Problem statement :: Return every line of the listing exactly as written.

Data for review ::
########

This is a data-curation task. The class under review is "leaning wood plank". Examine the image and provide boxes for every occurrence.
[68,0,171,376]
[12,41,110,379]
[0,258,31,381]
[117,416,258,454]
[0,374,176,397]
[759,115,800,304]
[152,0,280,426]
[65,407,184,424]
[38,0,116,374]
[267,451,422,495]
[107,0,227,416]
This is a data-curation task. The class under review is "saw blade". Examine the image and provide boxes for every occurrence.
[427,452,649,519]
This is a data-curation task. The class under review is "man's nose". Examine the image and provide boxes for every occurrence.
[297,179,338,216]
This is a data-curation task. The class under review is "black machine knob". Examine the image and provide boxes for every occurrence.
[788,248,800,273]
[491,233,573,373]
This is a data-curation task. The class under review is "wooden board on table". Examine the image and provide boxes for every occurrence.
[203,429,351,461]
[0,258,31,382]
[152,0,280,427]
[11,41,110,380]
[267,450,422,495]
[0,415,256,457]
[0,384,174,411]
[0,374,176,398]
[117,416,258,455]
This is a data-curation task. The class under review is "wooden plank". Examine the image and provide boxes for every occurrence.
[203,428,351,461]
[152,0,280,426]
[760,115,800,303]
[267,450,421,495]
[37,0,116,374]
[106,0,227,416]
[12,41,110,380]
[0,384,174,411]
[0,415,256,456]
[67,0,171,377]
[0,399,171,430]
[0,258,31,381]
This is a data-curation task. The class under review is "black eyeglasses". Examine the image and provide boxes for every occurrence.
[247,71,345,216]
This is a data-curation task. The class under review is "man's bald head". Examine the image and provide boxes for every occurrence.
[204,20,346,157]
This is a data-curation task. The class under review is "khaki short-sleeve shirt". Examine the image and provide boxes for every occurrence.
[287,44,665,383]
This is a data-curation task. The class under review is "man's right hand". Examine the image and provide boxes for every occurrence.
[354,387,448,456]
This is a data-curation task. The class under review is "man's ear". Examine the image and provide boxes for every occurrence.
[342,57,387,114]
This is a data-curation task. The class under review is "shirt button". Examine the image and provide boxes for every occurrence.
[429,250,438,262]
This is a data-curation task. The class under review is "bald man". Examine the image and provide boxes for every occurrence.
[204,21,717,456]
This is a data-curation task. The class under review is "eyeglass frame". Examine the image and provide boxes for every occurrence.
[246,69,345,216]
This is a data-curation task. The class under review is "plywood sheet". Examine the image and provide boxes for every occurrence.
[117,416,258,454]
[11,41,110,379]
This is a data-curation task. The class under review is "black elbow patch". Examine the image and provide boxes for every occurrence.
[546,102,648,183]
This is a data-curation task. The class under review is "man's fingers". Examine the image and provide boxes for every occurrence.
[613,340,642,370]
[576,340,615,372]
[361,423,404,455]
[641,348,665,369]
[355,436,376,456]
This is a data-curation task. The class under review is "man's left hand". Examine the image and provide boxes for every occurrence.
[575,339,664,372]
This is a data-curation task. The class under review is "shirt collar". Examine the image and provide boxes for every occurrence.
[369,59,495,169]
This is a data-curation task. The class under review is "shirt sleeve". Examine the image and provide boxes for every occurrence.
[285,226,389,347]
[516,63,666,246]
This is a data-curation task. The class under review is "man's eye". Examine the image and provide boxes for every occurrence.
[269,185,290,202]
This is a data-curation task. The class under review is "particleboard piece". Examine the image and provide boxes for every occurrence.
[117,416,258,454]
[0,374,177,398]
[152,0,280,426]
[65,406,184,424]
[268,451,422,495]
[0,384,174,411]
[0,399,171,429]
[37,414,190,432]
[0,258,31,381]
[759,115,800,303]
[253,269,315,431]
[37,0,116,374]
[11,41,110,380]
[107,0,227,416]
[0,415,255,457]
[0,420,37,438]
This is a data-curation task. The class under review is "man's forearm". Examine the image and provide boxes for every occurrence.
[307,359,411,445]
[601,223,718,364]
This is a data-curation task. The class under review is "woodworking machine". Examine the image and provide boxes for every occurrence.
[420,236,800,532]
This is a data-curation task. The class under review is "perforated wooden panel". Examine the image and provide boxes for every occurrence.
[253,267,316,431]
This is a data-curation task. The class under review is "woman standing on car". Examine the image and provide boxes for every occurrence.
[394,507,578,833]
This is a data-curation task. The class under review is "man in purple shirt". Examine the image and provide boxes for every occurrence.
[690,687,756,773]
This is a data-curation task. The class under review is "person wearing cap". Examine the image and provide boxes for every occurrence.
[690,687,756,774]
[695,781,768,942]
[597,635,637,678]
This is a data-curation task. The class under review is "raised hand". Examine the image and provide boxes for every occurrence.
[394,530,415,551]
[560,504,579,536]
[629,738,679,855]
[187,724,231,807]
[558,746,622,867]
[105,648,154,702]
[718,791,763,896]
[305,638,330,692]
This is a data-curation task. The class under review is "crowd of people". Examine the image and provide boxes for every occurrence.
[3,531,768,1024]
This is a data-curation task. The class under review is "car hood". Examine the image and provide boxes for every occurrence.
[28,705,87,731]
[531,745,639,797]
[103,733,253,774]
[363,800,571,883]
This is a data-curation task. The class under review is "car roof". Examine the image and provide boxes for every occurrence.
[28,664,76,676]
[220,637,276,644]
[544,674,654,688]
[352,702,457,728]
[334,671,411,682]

########

Output ::
This is a data-curation task. The class under review is "leaning wood plank". Examine the image and provide boxes for every occurrence.
[68,0,171,376]
[12,41,110,379]
[0,258,31,381]
[117,416,258,454]
[0,374,176,397]
[759,115,800,304]
[152,0,280,426]
[65,407,184,424]
[38,0,116,374]
[267,451,422,495]
[107,0,227,416]
This is a data-curation task. The class under review is "saw blade". Examine the image and provide boxes for every occurrence.
[427,452,649,519]
This is a data-curation task. The class under review is "man's nose". Examine the image and provide boxes for every occurrence.
[297,179,338,216]
This is a data-curation task. The class under review is "black machine knob". Examine the image and provide boxes for every occurrence.
[788,248,800,273]
[491,233,573,373]
This is a data-curation task. The class under review is "wooden board on table". Examine the image and provide boxes for every occurrence.
[203,429,351,461]
[0,258,31,382]
[152,0,280,427]
[11,41,110,380]
[267,450,422,495]
[0,415,256,457]
[0,384,174,411]
[0,374,176,398]
[117,416,258,455]
This is a data-curation task. The class under review is "wooden plank". Examine the image and provide boxes for every occurrence.
[203,428,351,461]
[152,0,280,426]
[760,115,800,303]
[267,450,421,495]
[37,0,116,374]
[106,0,227,416]
[12,41,110,380]
[0,384,174,411]
[0,415,256,456]
[67,0,171,377]
[0,399,171,430]
[0,258,31,381]
This is a data-curation task. The class under review is "black eyeglasses". Examine the image and provide boxes for every occurrence.
[247,71,345,216]
This is a data-curation task. The class under review is "man's bald head". Examine the image and provide boxes for every occurrence.
[204,20,346,157]
This is a data-curation task. The class under review is "khaki short-sleeve shirt". Examine the image and provide boxes for every occurrence.
[287,44,665,383]
This is a data-curation task. The class under review is "man's right hand". Examine the image and provide boxes for every occurrence.
[354,387,448,456]
This is a data-curation task. The class under review is "man's ear". Examine the image and provide boxes for every occurrence.
[342,57,387,114]
This is a data-curation task. The class under review is "shirt button". Examine the image and provide boxes for every occurrence.
[429,250,438,262]
This is a data-curation task. The class under review is "bald man". Examine the image and provide boxes for every occurrence.
[204,21,717,456]
This is a data-curation task. The class under review is "eyeglass frame". Examine the image and provide boxes for every occurrence.
[246,69,345,216]
This is a data-curation task. The class under review is "plywood sheet". Examine the image and provide boxes for every occurrence.
[117,416,258,454]
[11,41,110,379]
This is a data-curation task. The class under review is "black elbow patch". Examine the image and provide boxes for every occurrence.
[546,102,648,183]
This is a data-curation task. The class under review is "man's fingers". Examine the image and provide boxes for every occurrence.
[613,340,642,370]
[576,340,615,372]
[361,423,404,455]
[641,348,665,369]
[355,436,376,456]
This is a data-curation task. The class under review is "man's left hand". Examine the image and provide boxes for every occurrence.
[575,339,664,372]
This is a data-curation task. The class under review is "shirt collar". Examine the image and provide boxes for every occurrence.
[369,59,495,169]
This is a data-curation task. The class under review is "shirt sleeve". Examine the image and provide boxes for every occurrence.
[285,226,389,347]
[516,63,666,246]
This is a data-curation task. The class under review is "man's eye". Examine the image and provide boxes for every occurrence.
[269,185,290,202]
This is a data-curation task. The class under review is "particleboard piece". Examine the image and provide boxes for every occurrence.
[117,416,258,454]
[0,374,177,398]
[152,0,280,426]
[65,406,184,424]
[268,451,422,495]
[0,384,174,411]
[0,399,171,429]
[37,414,190,432]
[0,258,31,381]
[759,115,800,303]
[253,269,315,431]
[37,0,116,374]
[11,41,110,380]
[107,0,227,416]
[0,415,255,457]
[0,420,37,438]
This is a data-curation task. The class under review is "man's forearm". Examine the image and provide boxes for every occurrence.
[307,359,411,445]
[601,223,718,364]
This is a data-curation task. The class under review is "woodworking machine". Examine the image and provide boxes for every occurrence.
[420,236,800,532]
This is a data-curation task. The class under review is "perforated wooden panel". Examine the image and provide boxes for every occurrence.
[253,267,316,431]
This is a data-curation task. The class under review is "woman standing on car". Examine the image and provide boxes for every occurrence.
[394,507,578,833]
This is a data-curation task. The class under review is "man in purple shirt". Examine the image and provide boxes for every occurrence.
[690,687,756,773]
This is a data-curation task. The class under review is "person wearing cap". Examine the image and provide boxes for every occurrence.
[690,687,756,774]
[695,781,768,942]
[597,635,637,678]
This is a data-curation task. The class under review is "raised hand". Examine the image and provide boxes for every occurrence.
[394,530,415,551]
[560,504,579,536]
[629,738,679,855]
[187,724,231,807]
[558,746,622,867]
[105,648,154,702]
[718,791,763,896]
[305,638,330,692]
This is a data-curation task. The class under review is "crowd of people". Examine the image and provide boxes for every occurrence.
[3,531,768,1024]
This is a data-curation task. The class under review is "car hood". Examine the image and provide boxes for every occurrence.
[28,705,87,731]
[531,745,639,797]
[103,733,253,774]
[363,800,571,883]
This is a data-curation task. The class under review is "car roof". Examine the image and provide boxes for every occurrence.
[28,664,76,676]
[220,637,276,644]
[544,674,654,688]
[352,702,457,728]
[334,671,411,682]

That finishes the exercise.